_What is asked:_
Reproduce the records below word for word, leaving out the pictures.
[Start Dataset entries]
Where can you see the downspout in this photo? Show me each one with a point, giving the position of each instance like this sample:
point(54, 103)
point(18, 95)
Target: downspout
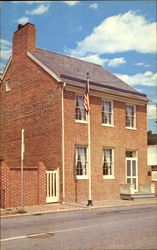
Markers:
point(63, 166)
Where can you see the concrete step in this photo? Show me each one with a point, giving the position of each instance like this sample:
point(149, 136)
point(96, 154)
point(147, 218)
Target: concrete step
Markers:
point(137, 195)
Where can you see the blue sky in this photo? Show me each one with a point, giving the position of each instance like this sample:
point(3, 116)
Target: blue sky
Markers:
point(119, 35)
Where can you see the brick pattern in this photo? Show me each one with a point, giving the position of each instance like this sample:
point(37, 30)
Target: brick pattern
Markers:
point(34, 104)
point(34, 185)
point(117, 137)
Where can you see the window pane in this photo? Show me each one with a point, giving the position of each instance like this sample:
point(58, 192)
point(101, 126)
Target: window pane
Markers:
point(128, 180)
point(129, 154)
point(80, 113)
point(134, 168)
point(107, 106)
point(130, 115)
point(128, 167)
point(81, 161)
point(107, 166)
point(134, 182)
[End Dataset entries]
_Response below:_
Where can you see the downspout in this photo? Show me each one with a point, giving the position of each instance like this sample:
point(54, 103)
point(18, 95)
Target: downspout
Markers:
point(63, 166)
Where can you see the concrete step in this photo? Show me each one with a point, giving the position of each instance like this sample:
point(149, 136)
point(96, 154)
point(147, 218)
Target: concrete step
Markers:
point(137, 195)
Where can you see the blue sky in this photo? Show me each one with a point, giving the position of each instance like this sample:
point(3, 116)
Target: blue sky
Markers:
point(119, 35)
Where can you see the brick pattern in this photo? Show me each one with a point, giving the position of each instance like this sample:
point(37, 30)
Target: brick pattern
Markers:
point(34, 104)
point(34, 185)
point(117, 137)
Where can you see the window pane in this photo? Show me each one with a point, giving the position of each instance like this sample:
point(58, 192)
point(101, 126)
Target: window pane
Markers:
point(128, 180)
point(129, 154)
point(80, 113)
point(134, 168)
point(107, 106)
point(130, 115)
point(128, 167)
point(81, 161)
point(107, 166)
point(134, 182)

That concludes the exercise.